#### INPUT DATA:
::::

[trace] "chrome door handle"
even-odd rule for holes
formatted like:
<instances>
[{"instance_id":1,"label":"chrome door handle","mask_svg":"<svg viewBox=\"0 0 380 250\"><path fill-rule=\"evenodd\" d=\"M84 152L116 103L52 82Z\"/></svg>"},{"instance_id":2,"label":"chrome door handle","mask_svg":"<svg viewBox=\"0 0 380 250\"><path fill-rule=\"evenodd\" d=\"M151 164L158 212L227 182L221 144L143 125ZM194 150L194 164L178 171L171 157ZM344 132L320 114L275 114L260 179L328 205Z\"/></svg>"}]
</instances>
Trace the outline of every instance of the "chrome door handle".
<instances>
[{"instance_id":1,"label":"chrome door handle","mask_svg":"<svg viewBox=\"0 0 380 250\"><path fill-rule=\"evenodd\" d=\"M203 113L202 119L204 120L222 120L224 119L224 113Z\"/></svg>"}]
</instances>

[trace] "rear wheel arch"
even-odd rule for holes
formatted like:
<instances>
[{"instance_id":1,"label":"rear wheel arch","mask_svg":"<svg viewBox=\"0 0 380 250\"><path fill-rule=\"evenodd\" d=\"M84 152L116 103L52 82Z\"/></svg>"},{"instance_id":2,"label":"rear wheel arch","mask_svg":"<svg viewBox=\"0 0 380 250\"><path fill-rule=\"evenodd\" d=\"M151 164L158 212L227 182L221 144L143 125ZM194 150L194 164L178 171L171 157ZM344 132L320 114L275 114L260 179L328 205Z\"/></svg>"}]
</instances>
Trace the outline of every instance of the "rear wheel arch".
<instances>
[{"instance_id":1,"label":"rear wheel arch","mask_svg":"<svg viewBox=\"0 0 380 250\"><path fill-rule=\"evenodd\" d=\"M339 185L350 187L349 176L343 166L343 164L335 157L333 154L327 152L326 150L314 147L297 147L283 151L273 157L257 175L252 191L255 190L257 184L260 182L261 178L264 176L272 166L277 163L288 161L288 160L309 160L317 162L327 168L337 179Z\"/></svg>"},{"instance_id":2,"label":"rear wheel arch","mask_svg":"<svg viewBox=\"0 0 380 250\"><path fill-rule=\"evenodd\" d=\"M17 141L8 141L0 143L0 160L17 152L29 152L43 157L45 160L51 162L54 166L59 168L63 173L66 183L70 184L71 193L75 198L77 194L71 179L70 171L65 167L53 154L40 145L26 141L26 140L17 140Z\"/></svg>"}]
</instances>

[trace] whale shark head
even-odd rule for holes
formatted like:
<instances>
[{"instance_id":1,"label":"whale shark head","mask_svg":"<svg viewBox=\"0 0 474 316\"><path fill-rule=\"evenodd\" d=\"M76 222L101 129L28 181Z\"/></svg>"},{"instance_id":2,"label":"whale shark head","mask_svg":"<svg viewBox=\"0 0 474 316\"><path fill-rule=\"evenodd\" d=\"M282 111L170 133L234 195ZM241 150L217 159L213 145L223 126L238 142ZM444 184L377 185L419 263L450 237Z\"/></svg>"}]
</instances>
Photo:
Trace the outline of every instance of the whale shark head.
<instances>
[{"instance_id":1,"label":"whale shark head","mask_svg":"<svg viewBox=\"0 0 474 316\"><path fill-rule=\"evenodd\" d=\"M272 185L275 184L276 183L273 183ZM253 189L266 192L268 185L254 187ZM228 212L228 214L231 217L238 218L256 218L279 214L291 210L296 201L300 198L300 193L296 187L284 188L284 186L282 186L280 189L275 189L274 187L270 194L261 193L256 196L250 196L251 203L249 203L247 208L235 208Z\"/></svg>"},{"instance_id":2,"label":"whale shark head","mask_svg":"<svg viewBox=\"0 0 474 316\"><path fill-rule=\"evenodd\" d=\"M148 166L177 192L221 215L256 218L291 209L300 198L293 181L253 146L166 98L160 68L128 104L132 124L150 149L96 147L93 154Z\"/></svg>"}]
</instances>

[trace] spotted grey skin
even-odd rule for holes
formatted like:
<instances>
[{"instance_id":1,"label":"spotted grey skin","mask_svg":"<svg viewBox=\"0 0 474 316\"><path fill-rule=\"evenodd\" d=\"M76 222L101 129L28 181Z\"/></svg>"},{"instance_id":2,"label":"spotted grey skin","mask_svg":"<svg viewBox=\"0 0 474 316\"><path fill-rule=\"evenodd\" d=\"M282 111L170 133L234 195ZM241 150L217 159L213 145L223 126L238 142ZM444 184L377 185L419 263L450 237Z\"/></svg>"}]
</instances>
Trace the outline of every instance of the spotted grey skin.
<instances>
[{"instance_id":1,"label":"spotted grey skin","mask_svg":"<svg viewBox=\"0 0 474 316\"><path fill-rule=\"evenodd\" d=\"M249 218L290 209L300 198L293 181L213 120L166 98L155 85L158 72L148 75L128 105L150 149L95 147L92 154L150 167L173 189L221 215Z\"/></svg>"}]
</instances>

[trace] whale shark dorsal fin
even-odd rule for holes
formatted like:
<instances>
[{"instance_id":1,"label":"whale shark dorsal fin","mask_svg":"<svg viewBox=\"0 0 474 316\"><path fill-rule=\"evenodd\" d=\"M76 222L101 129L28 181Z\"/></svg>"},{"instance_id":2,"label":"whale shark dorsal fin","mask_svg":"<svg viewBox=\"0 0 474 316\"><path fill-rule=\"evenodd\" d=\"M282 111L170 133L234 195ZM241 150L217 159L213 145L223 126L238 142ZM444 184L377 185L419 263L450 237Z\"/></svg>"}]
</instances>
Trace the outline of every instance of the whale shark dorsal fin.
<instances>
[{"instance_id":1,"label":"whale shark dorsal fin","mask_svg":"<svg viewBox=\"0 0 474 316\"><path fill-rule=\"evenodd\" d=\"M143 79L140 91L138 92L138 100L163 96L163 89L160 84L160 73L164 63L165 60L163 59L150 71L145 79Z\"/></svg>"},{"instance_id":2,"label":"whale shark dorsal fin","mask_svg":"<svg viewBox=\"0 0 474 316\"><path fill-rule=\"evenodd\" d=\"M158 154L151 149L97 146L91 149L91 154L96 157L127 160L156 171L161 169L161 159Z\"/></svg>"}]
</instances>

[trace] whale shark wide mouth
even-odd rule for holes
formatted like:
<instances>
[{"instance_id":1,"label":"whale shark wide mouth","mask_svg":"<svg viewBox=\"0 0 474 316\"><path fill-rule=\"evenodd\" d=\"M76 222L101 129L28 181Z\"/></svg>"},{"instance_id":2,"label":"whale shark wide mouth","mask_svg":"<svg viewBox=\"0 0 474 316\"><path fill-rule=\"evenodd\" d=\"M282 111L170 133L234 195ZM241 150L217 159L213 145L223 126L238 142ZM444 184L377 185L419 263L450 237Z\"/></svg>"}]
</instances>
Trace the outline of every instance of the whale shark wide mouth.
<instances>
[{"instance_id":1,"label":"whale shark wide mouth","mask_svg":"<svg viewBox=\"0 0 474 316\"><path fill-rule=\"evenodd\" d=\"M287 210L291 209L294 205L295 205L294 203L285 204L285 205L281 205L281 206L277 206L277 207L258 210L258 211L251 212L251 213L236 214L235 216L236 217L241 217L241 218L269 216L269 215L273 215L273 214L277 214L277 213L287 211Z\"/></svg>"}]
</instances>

::::

#### WHAT TO WORK ON:
Using the listing above, please repeat every entry exactly.

#### RESULT FOR THIS EXERCISE:
[trace] "chrome door handle"
even-odd rule for holes
formatted like:
<instances>
[{"instance_id":1,"label":"chrome door handle","mask_svg":"<svg viewBox=\"0 0 380 250\"><path fill-rule=\"evenodd\" d=\"M84 152L116 103L52 82Z\"/></svg>"},{"instance_id":2,"label":"chrome door handle","mask_svg":"<svg viewBox=\"0 0 380 250\"><path fill-rule=\"evenodd\" d=\"M151 164L158 212L227 182L221 144L143 125ZM194 150L194 164L178 171L171 157ZM344 132L320 114L275 114L260 179L328 205Z\"/></svg>"}]
</instances>
Trace the outline of every instance of the "chrome door handle".
<instances>
[{"instance_id":1,"label":"chrome door handle","mask_svg":"<svg viewBox=\"0 0 380 250\"><path fill-rule=\"evenodd\" d=\"M203 113L202 119L204 120L222 120L224 119L224 113Z\"/></svg>"}]
</instances>

[trace] "rear wheel arch"
even-odd rule for holes
formatted like:
<instances>
[{"instance_id":1,"label":"rear wheel arch","mask_svg":"<svg viewBox=\"0 0 380 250\"><path fill-rule=\"evenodd\" d=\"M84 152L116 103L52 82Z\"/></svg>"},{"instance_id":2,"label":"rear wheel arch","mask_svg":"<svg viewBox=\"0 0 380 250\"><path fill-rule=\"evenodd\" d=\"M151 164L158 212L227 182L221 144L143 125ZM194 150L194 164L178 171L171 157ZM344 132L320 114L275 114L260 179L328 205Z\"/></svg>"}]
</instances>
Trace the outline of every instance of the "rear wheel arch".
<instances>
[{"instance_id":1,"label":"rear wheel arch","mask_svg":"<svg viewBox=\"0 0 380 250\"><path fill-rule=\"evenodd\" d=\"M339 185L350 187L349 176L343 166L343 164L335 157L333 154L327 152L326 150L314 147L297 147L283 151L273 157L257 175L252 191L255 190L257 184L260 182L261 178L264 176L272 166L277 163L288 161L288 160L309 160L317 162L327 168L337 179Z\"/></svg>"},{"instance_id":2,"label":"rear wheel arch","mask_svg":"<svg viewBox=\"0 0 380 250\"><path fill-rule=\"evenodd\" d=\"M17 141L8 141L0 143L0 160L17 152L29 152L43 157L45 160L51 162L54 166L59 168L63 173L66 183L70 184L71 193L75 198L77 194L71 179L70 171L65 167L53 154L40 145L26 141L26 140L17 140Z\"/></svg>"}]
</instances>

[trace] whale shark head
even-odd rule for holes
formatted like:
<instances>
[{"instance_id":1,"label":"whale shark head","mask_svg":"<svg viewBox=\"0 0 474 316\"><path fill-rule=\"evenodd\" d=\"M76 222L101 129L28 181Z\"/></svg>"},{"instance_id":2,"label":"whale shark head","mask_svg":"<svg viewBox=\"0 0 474 316\"><path fill-rule=\"evenodd\" d=\"M282 111L170 133L234 195ZM241 150L217 159L213 145L223 126L238 142ZM444 184L377 185L419 263L450 237Z\"/></svg>"}]
</instances>
Photo:
Trace the outline of every instance of the whale shark head.
<instances>
[{"instance_id":1,"label":"whale shark head","mask_svg":"<svg viewBox=\"0 0 474 316\"><path fill-rule=\"evenodd\" d=\"M272 185L275 184L276 183L273 183ZM253 189L266 192L268 185L254 187ZM228 212L228 214L231 217L238 218L256 218L279 214L291 210L296 201L300 198L300 193L296 187L284 188L284 186L282 186L280 189L275 189L274 187L270 194L261 193L256 196L250 196L251 203L249 203L247 208L235 208Z\"/></svg>"},{"instance_id":2,"label":"whale shark head","mask_svg":"<svg viewBox=\"0 0 474 316\"><path fill-rule=\"evenodd\" d=\"M148 166L177 192L221 215L256 218L291 209L300 198L293 181L253 146L166 98L160 68L128 104L132 124L150 149L96 147L93 154Z\"/></svg>"}]
</instances>

[trace] spotted grey skin
even-odd rule for holes
formatted like:
<instances>
[{"instance_id":1,"label":"spotted grey skin","mask_svg":"<svg viewBox=\"0 0 474 316\"><path fill-rule=\"evenodd\" d=\"M76 222L101 129L28 181Z\"/></svg>"},{"instance_id":2,"label":"spotted grey skin","mask_svg":"<svg viewBox=\"0 0 474 316\"><path fill-rule=\"evenodd\" d=\"M282 111L170 133L234 195ZM241 150L217 159L213 145L223 126L238 142ZM444 184L377 185L419 263L450 237Z\"/></svg>"}]
</instances>
Trace the outline of every instance of the spotted grey skin.
<instances>
[{"instance_id":1,"label":"spotted grey skin","mask_svg":"<svg viewBox=\"0 0 474 316\"><path fill-rule=\"evenodd\" d=\"M249 218L290 209L300 198L293 181L213 120L166 98L155 85L158 72L148 75L128 105L150 149L95 147L92 154L150 167L173 189L221 215Z\"/></svg>"}]
</instances>

[trace] whale shark dorsal fin
even-odd rule for holes
formatted like:
<instances>
[{"instance_id":1,"label":"whale shark dorsal fin","mask_svg":"<svg viewBox=\"0 0 474 316\"><path fill-rule=\"evenodd\" d=\"M76 222L101 129L28 181Z\"/></svg>"},{"instance_id":2,"label":"whale shark dorsal fin","mask_svg":"<svg viewBox=\"0 0 474 316\"><path fill-rule=\"evenodd\" d=\"M282 111L170 133L234 195ZM241 150L217 159L213 145L223 126L238 142ZM444 184L377 185L419 263L450 237Z\"/></svg>"}]
</instances>
Trace the outline of every instance of the whale shark dorsal fin.
<instances>
[{"instance_id":1,"label":"whale shark dorsal fin","mask_svg":"<svg viewBox=\"0 0 474 316\"><path fill-rule=\"evenodd\" d=\"M143 79L140 91L138 92L138 100L163 96L163 89L160 84L160 73L164 63L165 60L163 59L150 71L145 79Z\"/></svg>"},{"instance_id":2,"label":"whale shark dorsal fin","mask_svg":"<svg viewBox=\"0 0 474 316\"><path fill-rule=\"evenodd\" d=\"M158 154L151 149L97 146L91 149L91 154L96 157L127 160L156 171L161 169L161 159Z\"/></svg>"}]
</instances>

[trace] whale shark wide mouth
even-odd rule for holes
formatted like:
<instances>
[{"instance_id":1,"label":"whale shark wide mouth","mask_svg":"<svg viewBox=\"0 0 474 316\"><path fill-rule=\"evenodd\" d=\"M76 222L101 129L28 181Z\"/></svg>"},{"instance_id":2,"label":"whale shark wide mouth","mask_svg":"<svg viewBox=\"0 0 474 316\"><path fill-rule=\"evenodd\" d=\"M282 111L170 133L234 195ZM241 150L217 159L213 145L223 126L238 142ZM444 184L377 185L419 263L450 237Z\"/></svg>"}]
</instances>
Trace the outline of every instance of the whale shark wide mouth.
<instances>
[{"instance_id":1,"label":"whale shark wide mouth","mask_svg":"<svg viewBox=\"0 0 474 316\"><path fill-rule=\"evenodd\" d=\"M287 210L291 209L294 205L295 205L294 203L285 204L285 205L281 205L281 206L277 206L277 207L258 210L258 211L251 212L251 213L236 214L235 216L236 217L241 217L241 218L269 216L269 215L273 215L273 214L277 214L277 213L287 211Z\"/></svg>"}]
</instances>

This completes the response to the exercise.